What you need to do:
Format every line of the items below as a JSON list of strings, with one string per line. Omit blank lines, and leave the pictures out of the answer.

--- begin Record set ---

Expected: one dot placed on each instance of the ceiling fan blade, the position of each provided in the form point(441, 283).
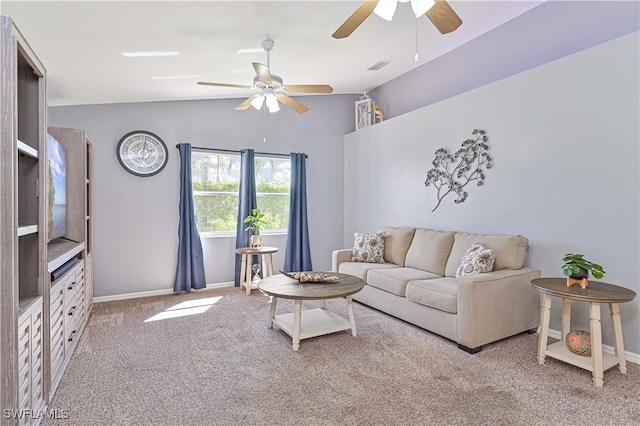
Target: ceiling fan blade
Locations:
point(443, 17)
point(292, 103)
point(309, 88)
point(264, 75)
point(246, 104)
point(237, 86)
point(356, 18)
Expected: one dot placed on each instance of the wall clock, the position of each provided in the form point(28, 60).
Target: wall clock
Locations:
point(142, 153)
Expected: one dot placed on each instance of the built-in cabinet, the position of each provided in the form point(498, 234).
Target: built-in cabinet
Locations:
point(24, 296)
point(68, 316)
point(46, 287)
point(72, 289)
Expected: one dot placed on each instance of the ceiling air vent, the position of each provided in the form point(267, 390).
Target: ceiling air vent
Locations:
point(379, 64)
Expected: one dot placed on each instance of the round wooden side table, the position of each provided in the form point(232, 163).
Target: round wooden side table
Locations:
point(595, 294)
point(246, 266)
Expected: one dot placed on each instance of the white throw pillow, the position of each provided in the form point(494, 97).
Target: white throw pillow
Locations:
point(478, 259)
point(368, 247)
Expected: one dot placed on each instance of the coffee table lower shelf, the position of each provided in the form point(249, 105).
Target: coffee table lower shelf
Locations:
point(313, 323)
point(559, 350)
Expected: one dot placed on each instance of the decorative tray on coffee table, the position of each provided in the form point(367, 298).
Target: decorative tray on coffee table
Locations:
point(312, 277)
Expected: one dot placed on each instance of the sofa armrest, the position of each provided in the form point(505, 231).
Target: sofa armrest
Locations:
point(339, 256)
point(496, 305)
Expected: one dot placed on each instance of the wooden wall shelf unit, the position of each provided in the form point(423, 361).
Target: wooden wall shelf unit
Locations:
point(42, 314)
point(24, 296)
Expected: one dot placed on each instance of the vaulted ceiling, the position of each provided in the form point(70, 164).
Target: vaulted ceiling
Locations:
point(81, 44)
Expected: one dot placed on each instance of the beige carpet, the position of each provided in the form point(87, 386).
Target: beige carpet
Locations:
point(225, 367)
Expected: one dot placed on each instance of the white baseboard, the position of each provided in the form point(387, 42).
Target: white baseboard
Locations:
point(629, 356)
point(125, 296)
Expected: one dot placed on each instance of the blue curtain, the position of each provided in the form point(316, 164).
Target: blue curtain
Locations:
point(298, 252)
point(248, 202)
point(190, 269)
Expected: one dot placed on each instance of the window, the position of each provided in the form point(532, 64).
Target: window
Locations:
point(216, 186)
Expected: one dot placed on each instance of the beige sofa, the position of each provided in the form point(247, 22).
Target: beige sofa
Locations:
point(417, 284)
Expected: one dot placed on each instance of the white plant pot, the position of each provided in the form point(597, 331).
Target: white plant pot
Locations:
point(256, 241)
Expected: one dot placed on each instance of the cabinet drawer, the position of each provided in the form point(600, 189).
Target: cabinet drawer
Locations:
point(57, 292)
point(57, 322)
point(70, 290)
point(23, 397)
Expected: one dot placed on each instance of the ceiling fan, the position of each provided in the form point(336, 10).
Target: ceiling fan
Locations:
point(271, 89)
point(438, 11)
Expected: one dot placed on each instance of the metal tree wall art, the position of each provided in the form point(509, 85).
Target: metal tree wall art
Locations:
point(452, 173)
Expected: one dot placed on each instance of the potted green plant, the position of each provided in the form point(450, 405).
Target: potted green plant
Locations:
point(256, 221)
point(576, 267)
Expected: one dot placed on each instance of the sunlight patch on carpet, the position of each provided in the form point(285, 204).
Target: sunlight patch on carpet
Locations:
point(186, 308)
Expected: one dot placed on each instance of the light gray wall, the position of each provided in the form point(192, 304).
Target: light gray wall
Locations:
point(548, 32)
point(136, 219)
point(565, 137)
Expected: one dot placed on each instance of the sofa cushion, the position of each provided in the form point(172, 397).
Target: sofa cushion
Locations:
point(368, 247)
point(429, 250)
point(511, 250)
point(395, 280)
point(439, 293)
point(477, 260)
point(396, 243)
point(360, 270)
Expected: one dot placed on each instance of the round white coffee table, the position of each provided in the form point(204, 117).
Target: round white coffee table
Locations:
point(313, 322)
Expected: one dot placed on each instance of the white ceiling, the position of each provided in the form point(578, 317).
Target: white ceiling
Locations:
point(80, 44)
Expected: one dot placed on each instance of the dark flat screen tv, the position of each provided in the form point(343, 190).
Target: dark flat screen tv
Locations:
point(57, 184)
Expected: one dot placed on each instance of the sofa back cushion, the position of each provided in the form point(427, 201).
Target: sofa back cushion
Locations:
point(511, 250)
point(429, 250)
point(396, 243)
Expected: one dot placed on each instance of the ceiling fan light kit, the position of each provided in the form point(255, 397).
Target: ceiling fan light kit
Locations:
point(443, 17)
point(387, 8)
point(271, 88)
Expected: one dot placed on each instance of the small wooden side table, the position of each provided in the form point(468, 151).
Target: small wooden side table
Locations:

--- end Record set ---

Answer to this exercise:
[
  "Expected: one dot placed on each instance of the ceiling fan blade, the position of each provided in the form point(441, 283).",
  "Target: ceiling fan blade",
  "Locations:",
  "point(443, 17)",
  "point(292, 103)",
  "point(309, 88)",
  "point(264, 75)",
  "point(246, 104)",
  "point(237, 86)",
  "point(356, 18)",
  "Expected: one dot placed on each instance of the wall clock, the position of each provided in the form point(28, 60).",
  "Target: wall clock",
  "Locations:",
  "point(142, 153)",
  "Expected: one dot placed on each instance of the built-in cabinet, the position of each provided in the form point(498, 234).",
  "Target: built-in cabinet",
  "Locations:",
  "point(24, 296)",
  "point(68, 316)",
  "point(46, 287)",
  "point(72, 289)",
  "Expected: one dot placed on each instance of the ceiling air vent, the position of each provided in the form point(267, 390).",
  "Target: ceiling air vent",
  "Locations:",
  "point(379, 64)",
  "Expected: one dot placed on each instance of the round wooden side table, the position of each provided in the form point(232, 163).",
  "Target: round wooden side table",
  "Locations:",
  "point(595, 294)",
  "point(246, 266)",
  "Expected: one dot placed on each instance of the white throw pillow, the position of each provided in the form point(494, 97).",
  "Target: white throw pillow",
  "Locations:",
  "point(478, 259)",
  "point(368, 247)",
  "Expected: one dot placed on each instance of the coffee table lower shelf, the position of each provided in the form point(249, 105).",
  "Target: coffee table lower shelf",
  "Locations:",
  "point(313, 323)",
  "point(559, 350)",
  "Expected: one dot placed on each instance of the decorative tray on coffee table, the position of each provided in the form point(367, 298).",
  "Target: decorative tray on coffee table",
  "Locations:",
  "point(312, 277)",
  "Expected: one dot placed on each instance of the sofa armrest, the position of each provided in the form point(505, 231).",
  "Target: sofa armrest",
  "Locations:",
  "point(339, 256)",
  "point(496, 305)",
  "Expected: one dot placed on each instance of the wooden wall shelf unit, the position of each provided in the form point(423, 361).",
  "Target: wooden wall shelf unit",
  "Locations:",
  "point(42, 314)",
  "point(24, 296)",
  "Expected: one dot placed on each instance of the vaulted ceiling, the position of each provided in the form point(70, 164).",
  "Target: vaulted ceiling",
  "Locations:",
  "point(81, 44)",
  "Expected: one dot placed on each instance of the beige carpet, the position of each provided in the form point(87, 386).",
  "Target: beige carpet",
  "Locations:",
  "point(225, 367)",
  "Expected: one dot placed on each instance of the white baseboard, the position of each provided in the form point(387, 42).",
  "Target: white baseboard",
  "Locations:",
  "point(629, 356)",
  "point(125, 296)",
  "Expected: one dot placed on each instance of the blue curtain, the position of each provided in the form point(316, 164).",
  "Target: blue curtain",
  "Locations:",
  "point(298, 252)",
  "point(248, 202)",
  "point(190, 269)",
  "Expected: one dot placed on each instance of the window, the position of each provided in the form point(532, 64).",
  "Target: window",
  "Locations:",
  "point(216, 186)",
  "Expected: one dot placed on each instance of the beige sofa, the position of each provided in the form point(247, 22).",
  "Target: beige sofa",
  "Locations:",
  "point(417, 284)",
  "Expected: one dot placed on each instance of the white plant pot, the position of each provided in the form point(597, 331).",
  "Target: white plant pot",
  "Locations:",
  "point(256, 241)",
  "Expected: one dot placed on each instance of the cabinet drawer, the position of each provided in the form point(600, 189).",
  "Target: cabinet drawer",
  "Locations:",
  "point(57, 292)",
  "point(57, 322)",
  "point(70, 290)",
  "point(23, 397)",
  "Expected: one dot placed on each instance of the ceiling fan, the position of each provided in the form point(336, 10).",
  "Target: ceiling fan",
  "Locations:",
  "point(271, 89)",
  "point(438, 11)",
  "Expected: one dot placed on each instance of the metal tree wall art, the position of each provided in the form point(509, 85).",
  "Target: metal tree wall art",
  "Locations:",
  "point(452, 173)",
  "Expected: one dot placed on each instance of the potted green plant, the position of each provided in the form point(450, 405).",
  "Target: potted green plant",
  "Locations:",
  "point(256, 221)",
  "point(576, 267)",
  "Expected: one dot placed on each instance of the sunlight patch on carpet, the position of each provided in the form point(285, 204).",
  "Target: sunlight patch on carpet",
  "Locations:",
  "point(186, 308)",
  "Expected: one dot placed on each instance of the light gray wall, the position of each provided in the form point(192, 304).",
  "Target: light gray wall",
  "Locations:",
  "point(548, 32)",
  "point(136, 219)",
  "point(565, 137)",
  "Expected: one dot placed on each instance of the sofa cushion, the position of each provided in the form point(172, 397).",
  "Target: sofa cushion",
  "Locations:",
  "point(368, 247)",
  "point(429, 250)",
  "point(511, 250)",
  "point(395, 280)",
  "point(439, 293)",
  "point(477, 260)",
  "point(396, 243)",
  "point(360, 270)",
  "Expected: one dot placed on each instance of the round white coffee table, the position of each provided in the form point(204, 117).",
  "Target: round white coffee table",
  "Locations:",
  "point(313, 322)",
  "Expected: one dot placed on each instance of the white ceiling, the position of each provided in the form point(578, 317).",
  "Target: white ceiling",
  "Locations:",
  "point(80, 44)",
  "Expected: one dot placed on each instance of the dark flat screen tv, the position of each provided in the form point(343, 190).",
  "Target: dark flat screen tv",
  "Locations:",
  "point(57, 184)",
  "Expected: one dot placed on each instance of the sofa back cushion, the position of each provided in the form point(427, 201).",
  "Target: sofa back cushion",
  "Locations:",
  "point(511, 250)",
  "point(429, 250)",
  "point(396, 243)",
  "Expected: one dot placed on each instance of the ceiling fan light kit, the position of each provided in the form point(255, 397).",
  "Target: ceiling fan light kit",
  "Locations:",
  "point(443, 17)",
  "point(387, 8)",
  "point(271, 88)",
  "Expected: one dot placed on each instance of the small wooden side table, the position of each provided in the form point(468, 151).",
  "Target: small wooden side table",
  "Locations:"
]